RECORDED DATA section start

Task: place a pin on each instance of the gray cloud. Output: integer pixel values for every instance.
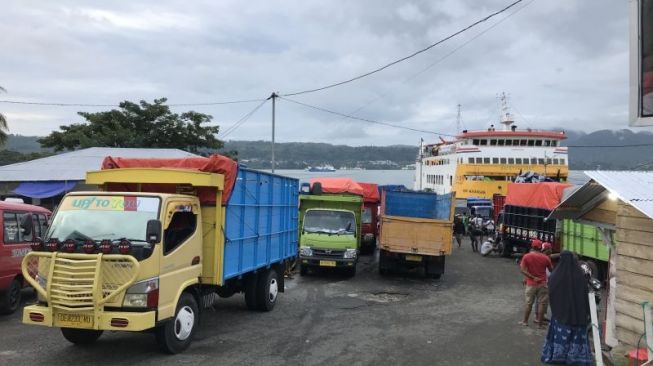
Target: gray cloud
(562, 62)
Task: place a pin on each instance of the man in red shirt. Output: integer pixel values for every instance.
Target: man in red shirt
(534, 265)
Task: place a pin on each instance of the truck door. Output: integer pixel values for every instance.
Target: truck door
(181, 252)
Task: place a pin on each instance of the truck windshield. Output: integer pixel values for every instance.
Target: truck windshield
(330, 222)
(103, 217)
(367, 216)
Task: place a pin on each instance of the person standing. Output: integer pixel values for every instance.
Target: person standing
(534, 265)
(458, 229)
(566, 340)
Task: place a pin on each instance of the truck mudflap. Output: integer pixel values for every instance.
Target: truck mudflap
(73, 290)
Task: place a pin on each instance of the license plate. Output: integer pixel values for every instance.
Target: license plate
(414, 258)
(328, 263)
(74, 320)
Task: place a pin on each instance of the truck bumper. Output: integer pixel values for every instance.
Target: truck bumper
(105, 320)
(327, 262)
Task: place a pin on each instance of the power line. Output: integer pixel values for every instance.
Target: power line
(242, 120)
(53, 104)
(364, 119)
(405, 57)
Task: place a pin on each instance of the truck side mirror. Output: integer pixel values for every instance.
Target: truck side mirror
(153, 231)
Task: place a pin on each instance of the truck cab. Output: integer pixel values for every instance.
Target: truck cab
(154, 244)
(330, 232)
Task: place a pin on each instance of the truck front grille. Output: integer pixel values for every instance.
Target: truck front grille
(332, 253)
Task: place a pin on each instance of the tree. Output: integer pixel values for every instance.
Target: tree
(137, 125)
(4, 127)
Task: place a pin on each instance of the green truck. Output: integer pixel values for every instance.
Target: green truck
(329, 231)
(586, 241)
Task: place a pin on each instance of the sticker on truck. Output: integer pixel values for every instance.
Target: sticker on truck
(111, 203)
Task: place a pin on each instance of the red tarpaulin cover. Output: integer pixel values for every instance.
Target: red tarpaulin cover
(338, 185)
(370, 192)
(213, 164)
(538, 195)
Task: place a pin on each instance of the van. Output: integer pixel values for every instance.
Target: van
(20, 224)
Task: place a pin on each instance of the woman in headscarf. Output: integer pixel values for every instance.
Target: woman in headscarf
(566, 340)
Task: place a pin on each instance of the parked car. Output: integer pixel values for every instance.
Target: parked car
(20, 224)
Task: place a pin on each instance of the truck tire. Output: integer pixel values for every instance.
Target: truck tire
(176, 335)
(81, 336)
(10, 300)
(250, 292)
(267, 290)
(506, 248)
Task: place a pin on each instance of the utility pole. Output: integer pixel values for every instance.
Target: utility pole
(274, 97)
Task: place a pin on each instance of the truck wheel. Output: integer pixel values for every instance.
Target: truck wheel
(175, 335)
(10, 300)
(267, 291)
(250, 292)
(81, 336)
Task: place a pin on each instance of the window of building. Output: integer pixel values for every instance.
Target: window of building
(182, 226)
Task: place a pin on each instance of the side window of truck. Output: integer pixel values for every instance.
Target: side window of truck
(182, 226)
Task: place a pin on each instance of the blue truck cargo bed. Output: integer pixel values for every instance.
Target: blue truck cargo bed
(261, 222)
(424, 205)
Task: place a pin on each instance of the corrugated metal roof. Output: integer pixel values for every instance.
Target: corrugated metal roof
(635, 188)
(74, 165)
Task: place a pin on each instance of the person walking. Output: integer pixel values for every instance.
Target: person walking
(534, 265)
(566, 340)
(458, 229)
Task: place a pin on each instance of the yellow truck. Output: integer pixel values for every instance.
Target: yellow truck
(148, 255)
(416, 230)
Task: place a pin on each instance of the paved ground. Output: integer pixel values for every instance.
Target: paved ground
(469, 317)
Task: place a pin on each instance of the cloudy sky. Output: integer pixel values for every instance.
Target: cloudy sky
(563, 63)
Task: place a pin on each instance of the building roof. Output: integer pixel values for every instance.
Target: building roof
(634, 188)
(72, 166)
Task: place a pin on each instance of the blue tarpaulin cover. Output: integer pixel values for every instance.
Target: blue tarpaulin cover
(44, 189)
(417, 204)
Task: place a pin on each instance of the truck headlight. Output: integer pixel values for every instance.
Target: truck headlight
(143, 294)
(350, 253)
(305, 251)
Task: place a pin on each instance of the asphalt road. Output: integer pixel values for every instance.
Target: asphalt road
(468, 317)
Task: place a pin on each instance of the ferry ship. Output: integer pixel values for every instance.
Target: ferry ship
(482, 163)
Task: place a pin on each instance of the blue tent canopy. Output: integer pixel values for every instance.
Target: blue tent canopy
(44, 189)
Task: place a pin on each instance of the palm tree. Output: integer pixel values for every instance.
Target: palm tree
(3, 124)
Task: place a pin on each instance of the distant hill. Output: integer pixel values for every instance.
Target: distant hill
(298, 155)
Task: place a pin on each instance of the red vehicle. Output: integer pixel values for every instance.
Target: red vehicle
(19, 225)
(370, 228)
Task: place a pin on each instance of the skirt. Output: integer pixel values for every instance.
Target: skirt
(566, 345)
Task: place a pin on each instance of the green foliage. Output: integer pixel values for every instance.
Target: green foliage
(142, 125)
(11, 157)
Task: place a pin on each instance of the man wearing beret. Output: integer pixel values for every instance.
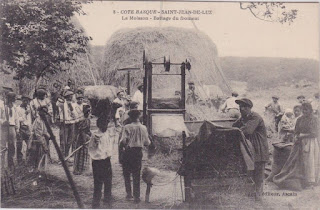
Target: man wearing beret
(252, 126)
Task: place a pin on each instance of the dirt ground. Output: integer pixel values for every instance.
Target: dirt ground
(54, 191)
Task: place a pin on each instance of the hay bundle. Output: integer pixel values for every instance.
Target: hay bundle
(101, 92)
(125, 49)
(101, 97)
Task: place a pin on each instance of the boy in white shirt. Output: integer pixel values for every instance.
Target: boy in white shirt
(100, 151)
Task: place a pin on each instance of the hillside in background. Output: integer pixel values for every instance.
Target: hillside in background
(262, 72)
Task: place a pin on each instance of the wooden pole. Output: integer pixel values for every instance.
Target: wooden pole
(65, 167)
(186, 178)
(149, 71)
(183, 85)
(148, 192)
(128, 84)
(145, 99)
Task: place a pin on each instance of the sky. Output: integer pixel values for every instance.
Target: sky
(236, 32)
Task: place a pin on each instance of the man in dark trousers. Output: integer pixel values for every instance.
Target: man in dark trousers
(253, 127)
(134, 136)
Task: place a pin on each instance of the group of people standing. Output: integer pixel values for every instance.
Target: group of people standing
(24, 123)
(300, 128)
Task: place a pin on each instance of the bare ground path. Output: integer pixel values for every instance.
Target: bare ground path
(166, 193)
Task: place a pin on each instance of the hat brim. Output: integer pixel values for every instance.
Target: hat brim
(243, 102)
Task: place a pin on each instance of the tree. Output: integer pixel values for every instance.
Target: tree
(38, 37)
(270, 11)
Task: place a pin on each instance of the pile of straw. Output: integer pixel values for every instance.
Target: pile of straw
(125, 49)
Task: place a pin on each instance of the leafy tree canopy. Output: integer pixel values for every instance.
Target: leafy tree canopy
(38, 37)
(270, 11)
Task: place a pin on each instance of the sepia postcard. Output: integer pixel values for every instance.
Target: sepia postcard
(159, 104)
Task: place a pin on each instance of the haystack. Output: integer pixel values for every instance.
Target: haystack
(125, 49)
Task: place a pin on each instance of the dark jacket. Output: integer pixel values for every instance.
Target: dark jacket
(254, 129)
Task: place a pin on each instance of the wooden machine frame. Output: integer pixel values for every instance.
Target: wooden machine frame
(148, 110)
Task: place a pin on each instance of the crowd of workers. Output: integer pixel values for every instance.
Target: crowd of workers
(25, 137)
(297, 127)
(26, 123)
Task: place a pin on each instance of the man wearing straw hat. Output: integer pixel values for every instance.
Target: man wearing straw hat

RECORDED DATA section end

Reproduce all the data as it stands. The pictures are not part of the copy.

Task: place a pin on each instance of the gray cloud. Output: integer pixel values for every instance.
Target: gray cloud
(562, 62)
Task: place a pin on each instance of the man in red shirt. Output: integer pixel values for every instance.
Target: man in red shirt
(534, 265)
Task: place a pin on each instance of the truck door. Output: integer pixel values for every instance.
Target: truck door
(181, 252)
Task: place a pin on each instance of the truck windshield. Output: integer pixel values for every instance.
Target: truck windshield
(330, 222)
(103, 217)
(367, 216)
Task: place a pin on each instance of the person standing. Output: integer pixel values for every instance.
Target: person standing
(534, 265)
(458, 229)
(566, 340)
Task: place a pin on each instance of the truck mudflap. Output: integer pixel values for every instance.
Target: truck mudflap
(73, 290)
Task: place a pin on each instance of the license plate. Output: integer pixel values for every instance.
Target: license plate
(414, 258)
(328, 263)
(74, 320)
Task: place a pin on each instance of the truck bumper. Output: integer pixel values for every instance.
Target: truck bumper
(105, 320)
(327, 262)
Task: place a pin on each instance of the power line. Output: integer pixel values for every instance.
Target: power line
(242, 120)
(53, 104)
(364, 119)
(405, 57)
Task: place a pin on each instance of the truck side mirror. Output: integer pixel values for every instance.
Target: truck side mirror
(153, 231)
Task: place a pin on each instance of the truck cab. Output: integer pixel values for every instance.
Target: truck cab
(154, 244)
(330, 232)
Task: place a pin on each instance of the truck front grille. Output: integer pixel values for every instance.
Target: truck front grille
(332, 253)
Task: place a pin on each instance of the tree. Output: integer pixel values for every instance.
Target: tree
(137, 125)
(4, 127)
Task: place a pin on each instance of the green truck. Output: integer pixel values for every instance.
Target: green truck
(329, 231)
(586, 241)
Task: place a pin on each instance of the sticker on truck. Output: integer pixel values for every instance.
Target: sticker on truck
(111, 203)
Task: place a pin on each instance of the red tarpaulin cover. Output: integer pixel values for every instance.
Target: red tarpaulin cover
(338, 185)
(370, 192)
(213, 164)
(538, 195)
Task: place a pin on each instance of the van. Output: integer pixel values for every instance.
Target: van
(20, 224)
Task: place a pin on each instance of the woman in headscarf. Output: integer pixel values for every instance.
Target: woman in headscarf
(566, 340)
Task: place a pin on each instance of the parked car. Output: integer pixel values for every instance.
Target: parked car
(20, 224)
Task: place a pin on each instance of the truck tire. Output: integer pixel values for every instance.
Target: truck tire
(176, 335)
(81, 336)
(10, 300)
(250, 292)
(267, 290)
(506, 248)
Task: place a pin on each instance of the utility pole. Output: integer pixel values for every instance.
Target: utility pole
(274, 97)
Task: place a pin on each instance of the truck wheel. Output: integer pixel values for every instance.
Target: truck wheel
(175, 335)
(10, 300)
(267, 291)
(250, 292)
(81, 336)
Task: place a pin on each instance of the window of building. Output: integer pixel values for every instance.
Target: window of building
(182, 226)
Task: place a pin on each instance of the side window of truck. Output: integer pixel values for every instance.
Target: side window of truck
(182, 226)
Task: place a pin on each instance of the blue truck cargo bed. Output: integer pixel values for every instance.
Target: blue truck cargo bed
(261, 222)
(424, 205)
Task: place a pin on each instance of the corrugated metal roof. Output: integer pixel values for every instance.
Target: corrugated metal roof
(635, 188)
(74, 165)
Task: place a pin on each instance of the person walking. Output: integer pixel values for every instance.
Target: person walking
(534, 265)
(566, 340)
(458, 229)
Task: place a pin on each instance of the yellow truck. Output: integer pixel values for every instance.
Target: yellow truck
(148, 255)
(416, 230)
Task: place a pin on each instance of the paved ground. Output: integer pixel values for every instance.
Target: paved ground
(469, 317)
Task: place a pin on each instance of the cloudy sky. Output: integer pixel values for every instance.
Target: cloudy sky
(563, 63)
Task: place a pin on each instance of the building roof. Output: integer pixel values for every instance.
Target: building roof
(634, 188)
(72, 166)
Task: place a pin on each instance of the blue tarpaulin cover. Output: integer pixel values for every instance.
Target: blue tarpaulin cover
(44, 189)
(417, 204)
Task: place a pin on each instance of the truck headlight. Output: integer pixel values for every instance.
Target: truck headlight
(143, 294)
(350, 253)
(305, 251)
Task: place a pin on each instance of the asphalt road. Output: integer pixel values for every instance.
Target: asphalt road
(468, 317)
Task: place a pin on each instance of the ferry ship. Output: integer pixel values for every instance.
Target: ferry ship
(482, 163)
Task: place a pin on each instance of the blue tent canopy. Output: integer pixel values for every instance.
Target: blue tent canopy
(44, 189)
Task: place a pin on each instance of the palm tree. Output: integer pixel values for every instance.
Target: palm tree
(3, 124)
Task: place a pin on each instance of the distant hill. Output: integer pixel values for every instance.
Target: distant hill
(298, 155)
Task: place a pin on each instance of the red vehicle. Output: integer pixel values for every instance.
Target: red vehicle
(19, 225)
(370, 228)
Task: place a pin on each instance of the skirt. Output: integer pixel values for every instance.
Target: skirt
(566, 345)
Task: place a pin on each instance of the green foliage. Output: integer pixel values for every instance.
Target: green foliage
(142, 125)
(11, 157)
Task: place a pin on each instance of the man wearing beret. Output: integer pixel values for every instance.
Target: man wearing beret
(252, 126)
Task: place a pin on each instance of the dirt ground. Output: integer pixel values for every instance.
Target: dirt ground
(54, 191)
Task: place a pin on each instance of the hay bundle. Output: integer pixel values for every instance.
Target: hay bundle
(101, 92)
(125, 49)
(101, 97)
Task: place a pin on each instance of the boy in white shirt. Output: integer pixel values for every instance.
Target: boy in white shirt
(100, 151)
Task: place a pin on each instance of the hillside in background. Output: integer pixel values for every instance.
Target: hillside in background
(262, 72)
Task: place a pin on each instance of the wooden pole. Output: integer pixel values for every instance.
Target: wooden pole
(65, 167)
(186, 178)
(149, 71)
(183, 85)
(148, 192)
(128, 84)
(145, 99)
Task: place a pin on each instance of the sky. Output: integer pixel values for every instance.
Target: sky
(236, 32)
Task: place a pin on each instance of the man in dark trousers. Output: integer pixel values for every instance.
Target: man in dark trousers
(253, 127)
(134, 136)
Task: place a pin on each instance of the group of people standing. Output: integer pixel values for every instance.
Target: group of people standing
(24, 123)
(300, 128)
Task: place a pin on each instance of the bare ground path. Output: integer pixel values for every instance.
Target: bare ground path
(166, 193)
Task: place a pin on each instance of the hat brim. Output: integer pixel values for every instance.
Target: hat brim
(243, 102)
Task: place a pin on each instance of the tree. Output: integer pixel values for every instance.
Target: tree
(38, 37)
(270, 11)
Task: place a pin on each instance of the pile of straw. Output: integer pixel values for every instance.
Target: pile of straw
(125, 49)
Task: place a pin on each instance of the leafy tree canopy. Output: integer pixel values for every instance.
Target: leafy tree canopy
(38, 37)
(270, 11)
Task: place a pin on each instance of the sepia postcard. Output: integer pixel values for every instance.
Target: sepia postcard
(159, 104)
Task: place a pin on each instance of the haystack. Output: integer pixel values for every instance.
Target: haystack
(125, 49)
Task: place a pin on each instance of the dark jacket. Output: integer pixel values for every instance.
Target: dark jacket
(254, 129)
Task: place a pin on each instance of the wooden machine frame. Output: integer pixel values for every instance.
Target: wooden machine frame
(148, 110)
Task: place a pin on each instance of the crowd of workers. Output: integer pixel values for every instance.
Target: crowd of workers
(25, 137)
(297, 127)
(26, 123)
Task: place a pin on each instance of the man wearing straw hat. Output: integer pixel values for every instance.
Target: man wearing straw hat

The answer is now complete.